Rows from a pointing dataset
--*--

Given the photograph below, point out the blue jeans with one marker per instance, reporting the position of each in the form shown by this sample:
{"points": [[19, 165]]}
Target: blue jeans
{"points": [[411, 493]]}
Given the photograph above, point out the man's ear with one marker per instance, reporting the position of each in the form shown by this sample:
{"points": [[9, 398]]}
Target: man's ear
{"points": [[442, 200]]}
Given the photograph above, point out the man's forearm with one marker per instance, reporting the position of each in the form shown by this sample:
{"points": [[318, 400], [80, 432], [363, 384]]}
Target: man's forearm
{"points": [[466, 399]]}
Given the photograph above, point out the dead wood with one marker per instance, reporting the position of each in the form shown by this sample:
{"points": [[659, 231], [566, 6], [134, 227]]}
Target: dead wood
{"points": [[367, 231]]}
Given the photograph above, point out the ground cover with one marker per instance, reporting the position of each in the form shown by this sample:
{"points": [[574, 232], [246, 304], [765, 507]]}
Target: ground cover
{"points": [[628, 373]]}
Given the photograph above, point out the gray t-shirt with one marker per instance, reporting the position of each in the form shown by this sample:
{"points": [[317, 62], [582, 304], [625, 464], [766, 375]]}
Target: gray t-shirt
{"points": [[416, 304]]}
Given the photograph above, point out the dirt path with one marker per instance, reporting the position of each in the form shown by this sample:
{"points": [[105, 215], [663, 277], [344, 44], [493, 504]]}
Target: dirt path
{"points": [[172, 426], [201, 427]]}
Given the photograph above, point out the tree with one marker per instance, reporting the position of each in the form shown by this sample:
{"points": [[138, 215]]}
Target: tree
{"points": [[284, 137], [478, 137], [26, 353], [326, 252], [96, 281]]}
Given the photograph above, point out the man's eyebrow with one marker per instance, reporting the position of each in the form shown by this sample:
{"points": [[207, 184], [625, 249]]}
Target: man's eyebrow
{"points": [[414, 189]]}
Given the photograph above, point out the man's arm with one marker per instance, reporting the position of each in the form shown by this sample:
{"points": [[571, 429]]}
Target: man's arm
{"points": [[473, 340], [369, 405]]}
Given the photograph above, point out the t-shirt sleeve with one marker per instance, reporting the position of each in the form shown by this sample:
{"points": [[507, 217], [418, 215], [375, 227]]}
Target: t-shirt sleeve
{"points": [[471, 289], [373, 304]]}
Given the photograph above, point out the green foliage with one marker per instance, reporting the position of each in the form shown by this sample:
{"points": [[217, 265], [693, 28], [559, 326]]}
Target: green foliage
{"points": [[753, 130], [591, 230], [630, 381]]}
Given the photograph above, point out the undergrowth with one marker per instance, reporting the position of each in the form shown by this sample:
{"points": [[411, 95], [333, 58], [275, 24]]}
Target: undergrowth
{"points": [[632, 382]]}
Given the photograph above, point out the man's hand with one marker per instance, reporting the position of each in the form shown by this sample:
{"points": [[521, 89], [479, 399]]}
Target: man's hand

--*--

Written request:
Rewrite the lines from the one containing "Given the photograph above, point out the man's eyebrow" through the end of the entries, inclusive, so that each "marker" becomes "pin" and nothing else changes.

Exercise output:
Given the photograph above, point out the man's eyebrow with one pin per instance, reporting the position of each in the form shown by this sample:
{"points": [[207, 184], [625, 249]]}
Target: man's eyebrow
{"points": [[414, 189]]}
Given the photograph above, point out the man's arm with one pin per instance, reporting the position of each in the form shown by this sample:
{"points": [[571, 429]]}
Target: man's arm
{"points": [[473, 340], [369, 405]]}
Given the photograph above, point out the t-shirt sleeve with one pin per instance, reporting the position of each in the form shown by this sample:
{"points": [[507, 217], [418, 215], [375, 227]]}
Target: t-shirt sleeve
{"points": [[471, 289], [373, 304]]}
Given the photograph above, point out the green foliage with one pin per instance, reporting the position of each in the form shown by this sample:
{"points": [[217, 265], [693, 28], [559, 326]]}
Target: green foliage
{"points": [[753, 130], [591, 230], [630, 381]]}
Given the photograph above, point out the undergrowth with one pin per instance, reporting the position of each in the form shown by this sample:
{"points": [[411, 95], [333, 58], [275, 24]]}
Target: undergrowth
{"points": [[632, 382]]}
Given the photograph above, point out the man's hand with one pin per instance, reporting the position of each in the form shown by this sample:
{"points": [[521, 89], [479, 399]]}
Target: man's hand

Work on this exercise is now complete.